(Exercise details): Extract every entry word for word. Skip the pictures.

(Records supplied):
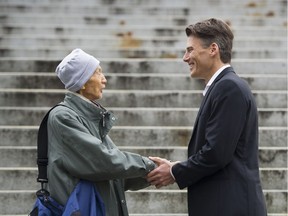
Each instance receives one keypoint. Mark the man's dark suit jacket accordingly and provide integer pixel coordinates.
(222, 173)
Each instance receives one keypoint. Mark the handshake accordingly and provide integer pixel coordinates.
(162, 174)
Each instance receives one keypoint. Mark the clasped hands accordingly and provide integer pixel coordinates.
(161, 175)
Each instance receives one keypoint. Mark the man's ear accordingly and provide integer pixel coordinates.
(214, 49)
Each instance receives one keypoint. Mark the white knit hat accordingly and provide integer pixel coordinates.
(76, 69)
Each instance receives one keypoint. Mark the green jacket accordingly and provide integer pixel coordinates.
(79, 148)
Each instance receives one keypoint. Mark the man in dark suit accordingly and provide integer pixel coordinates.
(222, 171)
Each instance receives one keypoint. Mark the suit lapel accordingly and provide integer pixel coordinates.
(223, 73)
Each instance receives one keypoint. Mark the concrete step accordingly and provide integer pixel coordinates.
(275, 157)
(137, 19)
(139, 66)
(130, 41)
(139, 202)
(79, 31)
(137, 81)
(17, 136)
(140, 116)
(170, 8)
(150, 3)
(132, 49)
(132, 98)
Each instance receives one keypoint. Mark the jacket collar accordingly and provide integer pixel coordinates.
(91, 111)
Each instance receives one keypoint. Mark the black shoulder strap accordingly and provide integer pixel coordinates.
(42, 149)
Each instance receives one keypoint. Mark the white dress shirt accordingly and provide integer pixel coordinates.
(213, 78)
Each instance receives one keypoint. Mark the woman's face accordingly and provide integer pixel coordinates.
(93, 88)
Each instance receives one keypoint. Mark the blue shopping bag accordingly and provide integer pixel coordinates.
(84, 201)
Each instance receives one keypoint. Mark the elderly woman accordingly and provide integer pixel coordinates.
(79, 147)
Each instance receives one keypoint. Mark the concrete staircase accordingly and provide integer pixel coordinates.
(140, 44)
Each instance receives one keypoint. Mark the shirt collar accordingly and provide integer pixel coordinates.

(Reply):
Each instance receives one keypoint. Mark the man's dark suit jacket accordingly and provide integer pixel coordinates.
(222, 173)
Each instance receives one keypoint. Mark the handshake accordingly and provide integer pixel coordinates.
(162, 174)
Each instance receives one keypoint. Mark the clasped hands accordingly and provide integer pixel coordinates.
(161, 175)
Each instance receives one keypoint. Mark the man's ear accordingly and provide integer pixel coordinates.
(214, 49)
Each instance receives one keypoint. Mark the white knit hat accordingly and provide integer pixel coordinates.
(76, 69)
Each instance receives one keypoint. Mark the green jacket accordingly and provide integer pixel coordinates.
(79, 148)
Each instance receives one keypoint. Mark the man in dark suit accordingly and provide integer pixel coordinates.
(222, 171)
Each instance receives one keypoint. Mark the suit lapel accordingly and provide integer pixel coordinates.
(223, 73)
Each instance receives one keypoint. Mark the concrete step accordingly and provide integer pixel coordinates.
(275, 157)
(137, 19)
(139, 66)
(130, 41)
(139, 202)
(79, 31)
(137, 81)
(17, 136)
(140, 116)
(170, 8)
(150, 3)
(132, 49)
(132, 98)
Each instance receives one keypoint. Mark the jacket collar accordingly and provide integer pixel coordinates.
(91, 111)
Each instance receives one keypoint. Mark the black shoulder strap accordingly and provide integer pixel coordinates.
(42, 149)
Each instance receives one keypoint. Mark the white dress shirt accordingly and provide integer pixel coordinates.
(213, 78)
Each instance receives one keypoint. Mark the woman's face accordingly and provide integer pixel coordinates.
(93, 88)
Each instance receives one keypoint. Mark the blue shopping bag accordingly and provide integer pixel coordinates.
(84, 201)
Each instance receives one keypoint. Mark the elderly woman accordingly and provide integer pixel coordinates.
(79, 147)
Each instance receives one keypoint. Mark the concrete staircase accordingly and provide integer pixel coordinates.
(140, 44)
Each instance receives one keypoint. Mark the shirt collar accordingly and provide integer pixel coordinates.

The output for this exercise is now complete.